§ WHAT YOU NEED TO DO
Could you reproduce the listing below line for line, without changing anything?

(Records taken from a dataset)
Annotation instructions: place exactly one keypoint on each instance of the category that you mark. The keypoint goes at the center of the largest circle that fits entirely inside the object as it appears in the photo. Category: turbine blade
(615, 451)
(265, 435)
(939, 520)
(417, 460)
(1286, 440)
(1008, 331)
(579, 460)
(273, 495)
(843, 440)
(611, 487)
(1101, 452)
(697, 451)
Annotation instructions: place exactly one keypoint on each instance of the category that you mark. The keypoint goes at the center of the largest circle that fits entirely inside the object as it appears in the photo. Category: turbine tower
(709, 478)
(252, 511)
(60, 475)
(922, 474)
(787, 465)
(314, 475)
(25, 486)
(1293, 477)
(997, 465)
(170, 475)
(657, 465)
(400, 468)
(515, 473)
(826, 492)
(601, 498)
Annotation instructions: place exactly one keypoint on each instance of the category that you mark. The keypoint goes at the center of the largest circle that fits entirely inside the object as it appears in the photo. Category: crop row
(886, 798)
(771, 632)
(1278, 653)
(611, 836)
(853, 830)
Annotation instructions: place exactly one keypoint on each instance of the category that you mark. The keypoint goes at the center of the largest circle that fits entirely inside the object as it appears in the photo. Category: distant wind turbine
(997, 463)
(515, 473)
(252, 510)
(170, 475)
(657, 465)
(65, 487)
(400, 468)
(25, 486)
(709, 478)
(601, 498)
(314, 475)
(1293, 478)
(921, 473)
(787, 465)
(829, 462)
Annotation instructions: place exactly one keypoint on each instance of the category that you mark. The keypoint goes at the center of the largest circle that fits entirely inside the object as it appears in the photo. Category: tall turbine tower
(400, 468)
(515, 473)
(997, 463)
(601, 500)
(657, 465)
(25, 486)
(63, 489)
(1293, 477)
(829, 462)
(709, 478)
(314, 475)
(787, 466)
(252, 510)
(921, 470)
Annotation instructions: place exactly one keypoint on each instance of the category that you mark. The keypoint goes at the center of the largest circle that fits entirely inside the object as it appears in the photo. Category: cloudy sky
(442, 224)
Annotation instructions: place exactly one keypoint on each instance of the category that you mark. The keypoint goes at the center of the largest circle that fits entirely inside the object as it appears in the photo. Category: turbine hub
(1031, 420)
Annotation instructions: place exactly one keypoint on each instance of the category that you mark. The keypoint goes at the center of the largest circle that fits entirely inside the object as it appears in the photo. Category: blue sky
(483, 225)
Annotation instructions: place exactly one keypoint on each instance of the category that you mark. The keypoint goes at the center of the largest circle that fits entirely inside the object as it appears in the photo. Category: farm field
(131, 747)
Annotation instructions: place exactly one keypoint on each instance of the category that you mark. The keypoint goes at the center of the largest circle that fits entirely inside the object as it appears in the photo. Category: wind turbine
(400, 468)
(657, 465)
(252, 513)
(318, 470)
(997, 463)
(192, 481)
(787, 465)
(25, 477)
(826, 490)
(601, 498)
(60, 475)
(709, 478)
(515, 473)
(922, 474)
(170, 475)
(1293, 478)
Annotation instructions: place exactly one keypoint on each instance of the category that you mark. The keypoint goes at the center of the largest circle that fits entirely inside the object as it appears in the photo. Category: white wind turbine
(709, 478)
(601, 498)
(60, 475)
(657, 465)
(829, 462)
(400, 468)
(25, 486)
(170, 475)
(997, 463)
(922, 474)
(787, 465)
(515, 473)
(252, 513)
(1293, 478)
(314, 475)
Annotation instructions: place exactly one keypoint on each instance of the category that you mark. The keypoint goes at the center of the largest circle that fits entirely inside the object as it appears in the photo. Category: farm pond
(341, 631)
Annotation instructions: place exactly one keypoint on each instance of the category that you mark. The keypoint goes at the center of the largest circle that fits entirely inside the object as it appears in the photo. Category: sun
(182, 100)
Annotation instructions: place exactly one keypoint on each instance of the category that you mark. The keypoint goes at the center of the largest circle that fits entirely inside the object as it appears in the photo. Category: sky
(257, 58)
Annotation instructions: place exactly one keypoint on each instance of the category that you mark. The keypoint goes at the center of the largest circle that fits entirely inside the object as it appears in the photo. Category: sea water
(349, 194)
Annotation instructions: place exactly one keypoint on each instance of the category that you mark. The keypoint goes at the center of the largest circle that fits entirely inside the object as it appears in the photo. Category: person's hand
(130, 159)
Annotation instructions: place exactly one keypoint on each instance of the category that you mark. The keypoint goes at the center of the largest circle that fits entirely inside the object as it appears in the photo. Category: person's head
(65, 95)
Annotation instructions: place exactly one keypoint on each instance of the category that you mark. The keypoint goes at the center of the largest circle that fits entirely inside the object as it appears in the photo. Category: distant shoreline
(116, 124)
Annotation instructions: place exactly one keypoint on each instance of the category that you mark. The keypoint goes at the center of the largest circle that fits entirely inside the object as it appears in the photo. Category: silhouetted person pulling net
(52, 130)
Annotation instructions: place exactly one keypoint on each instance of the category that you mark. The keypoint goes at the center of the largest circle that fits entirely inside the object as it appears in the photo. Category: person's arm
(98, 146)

§ WRITTEN SOLUTION
Annotation instructions: place exactly one keypoint on each instance of the category that you mark. The keypoint goes at the center of the largest circle that fits entirely inside the object as it appears in the photo. Category: turbine blade
(615, 451)
(265, 435)
(939, 520)
(417, 460)
(1286, 440)
(1008, 331)
(579, 460)
(273, 495)
(843, 440)
(611, 487)
(1101, 452)
(697, 451)
Annotation instructions: place exactly one keypoint on each instance of the category that you mark. The keypoint goes at the center of the largest circle that fits entirely inside the object as it appears in the photo. Category: turbine tower
(709, 478)
(252, 511)
(60, 475)
(922, 474)
(787, 465)
(314, 475)
(25, 486)
(1293, 477)
(997, 465)
(170, 475)
(657, 465)
(400, 468)
(515, 473)
(826, 492)
(601, 498)
Annotation instructions: place exactly one keypoint on each instance of the category that you mark. The keypoint goes at the center of the largest circle that fits entirely inside the object as it appears in the photo. Category: crop row
(886, 798)
(771, 632)
(1278, 653)
(611, 836)
(853, 830)
Annotation instructions: place exactly one keypoint on each instance of the category that you mark. The keypoint goes at the center of the largest circle that fits entirely inside the object as it appears in the photo. Category: distant wind turbine
(997, 463)
(515, 473)
(252, 510)
(170, 475)
(657, 465)
(65, 487)
(400, 468)
(25, 486)
(709, 478)
(601, 498)
(314, 475)
(1293, 478)
(921, 473)
(787, 465)
(829, 462)
Annotation instructions: place exactly one keypoint on each instance of the category that you mark. The keypoint goes at the center of the largest circle that fits entirely inside the object as it appears in the photo. Category: tall turbine tower
(400, 468)
(515, 473)
(997, 463)
(601, 500)
(657, 465)
(25, 486)
(63, 489)
(1293, 477)
(829, 462)
(709, 478)
(314, 475)
(787, 466)
(252, 510)
(921, 470)
Annotation instructions: place exactly one keypoint on each instance of the category that you mark. The keypoint goes at the center of the largest circle that fits entirely inside the object as it appears in the photo. Category: cloudy sky
(442, 224)
Annotation instructions: place exactly one keypoint on each instance of the category that you mark. The keypoint goes at the center of the largest circle that fits entirely inside the object as it appears in the photo. Category: turbine hub
(1031, 420)
Annotation instructions: place exactly one keypoint on each instance of the category that you mark. The keypoint goes at the center of the largest circle that fits entirely inside the object as it appears in the photo. Category: blue sky
(483, 225)
Annotation instructions: place exactly one keypoint on each instance of the category that you mark. The keypoint goes at the center of the largest circle that fits entirely inside the object as it appears in the photo. Category: farm field
(131, 747)
Annotation instructions: place exactly one keypoint on each instance of the category that you mark. The keypoint goes at the center of the largest circle that fits entirely inside the object as it appears in the photo. Category: wind turbine
(400, 468)
(657, 465)
(252, 513)
(318, 470)
(997, 463)
(192, 481)
(787, 465)
(25, 477)
(826, 490)
(601, 498)
(60, 475)
(709, 478)
(515, 473)
(922, 474)
(170, 475)
(1293, 478)
Annotation instructions: place exactly one keypoint on each instance of the category that you mark. The keypoint goes at the center of the largest circle that fits entirely inside the object as it appears in the photo. Category: white wind turbine
(709, 478)
(601, 498)
(60, 475)
(657, 465)
(829, 462)
(400, 468)
(25, 486)
(170, 475)
(997, 463)
(922, 474)
(787, 465)
(515, 473)
(252, 513)
(1293, 478)
(314, 475)
Annotation instructions: place exactly one keypoint on each instance of the category that you mark. The keypoint goes at the center of the largest circle that fits entirely inside the object as it appears in the photo. Category: farm pond
(341, 631)
Annotation instructions: place exactly one keypoint on each instance of the category that you mark. The keypoint goes at the center of the largest circle that fits entirely inside the object as it appears in the photo. Category: sun
(182, 100)
Annotation instructions: place exactly one keypoint on each instance of the category that you mark. The keypoint goes at the center of the largest circle that fits entirely inside the object as it appears in the photo. Category: sky
(257, 58)
Annotation instructions: place exactly one keypoint on each instance of the category that you mark. The keypoint goes at the center of the largest circle that fits entirely inside the object as it appears in the photo. Category: sea water
(349, 194)
Annotation instructions: place exactly one keypoint on each instance of the category that you mark. The keypoint goes at the center of the largest circle that fits entirely inside the object as it appears in the photo. Category: person's hand
(130, 159)
Annotation instructions: place exactly one keypoint on each instance of the category that you mark. The keypoint goes at the center of the largest circle that fits entirely inside the object as it appears in the photo. Category: person's head
(65, 95)
Annotation instructions: place exactly one keypoint on each instance of the category that you mark. The keypoint goes at the center of the largest circle that fits entirely inside the object as it appears in the photo. Category: distant shoreline
(116, 124)
Annotation instructions: place exactly one keypoint on each instance of the category that you mark. The keypoint goes at the center of the largest circle that fits entirely inside the object as it appears in the photo. Category: silhouetted person pulling net
(52, 130)
Annotation instructions: place exactly one keypoint on each instance of the category that you mark. The keypoint goes at the center of the largest circle that fits entirely inside the object as it appears in the photo. Category: person's arm
(98, 146)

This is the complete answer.